■ Document excerpt:
In Mexico, an “odorless” pig farm protects the environment

October 31, 2013



STORY HIGHLIGHTS
  • The World Bank offers technical and financial support to help agricultural businesses to use sustainable technology.
  • There are already about 800 projects across Mexico.
  • They reduce contamination but also save money and improve the wellbeing of their communities.

While it may be difficult to imagine a clean pig, it is even harder to imagine a pig that helps to protect the environment.

Nonetheless, a pig farm in the state of Morelos, Mexico, has achieved both, with a positive ecological impact through the reduction of greenhouse gas emissions.

Both the workers and animals at the Tlaquiltenango farm contribute to this goal as part of one of several green initiatives transforming Mexico into a regional leader in environmental protection. By 2050, the country hopes to have reduced greenhouse gas emissions by half.

Workers and visitors must shower and don a khaki jumpsuit and boots before entering the open-sided roofed area where the animals are housed.

■ Exercise input:
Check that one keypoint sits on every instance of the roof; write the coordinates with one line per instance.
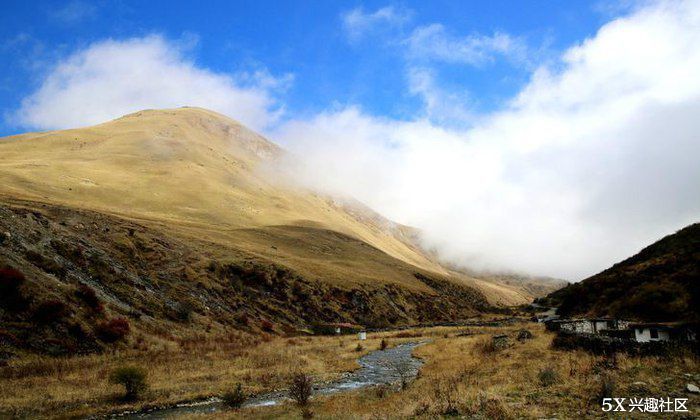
(664, 325)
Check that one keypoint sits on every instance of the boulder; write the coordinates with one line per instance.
(524, 335)
(500, 342)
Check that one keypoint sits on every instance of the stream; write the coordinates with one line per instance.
(379, 367)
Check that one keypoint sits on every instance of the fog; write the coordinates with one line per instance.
(595, 158)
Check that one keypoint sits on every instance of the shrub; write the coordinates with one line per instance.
(49, 311)
(183, 311)
(266, 325)
(10, 281)
(547, 376)
(300, 389)
(234, 398)
(132, 378)
(87, 294)
(113, 330)
(383, 345)
(607, 387)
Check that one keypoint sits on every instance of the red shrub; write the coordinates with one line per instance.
(113, 330)
(49, 311)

■ Required work:
[1] Return the passage of the pig farm article from "October 31, 2013" to "protect the environment.", copied word for word.
[2] Retype the lines of the entries from the line with "Check that one keypoint sits on every instance of the red" to the last line of the entries, without changing a character.

■ Task responses:
[1]
October 31, 2013



STORY HIGHLIGHTS
  • The World Bank offers technical and financial support to help agricultural businesses to use sustainable technology.
  • There are already about 800 projects across Mexico.
  • They reduce contamination but also save money and improve the wellbeing of their communities.

While it may be difficult to imagine a clean pig, it is even harder to imagine a pig that helps to protect the environment.

[2]
Check that one keypoint sits on every instance of the red shrub; write the coordinates with one line per instance.
(113, 330)
(49, 311)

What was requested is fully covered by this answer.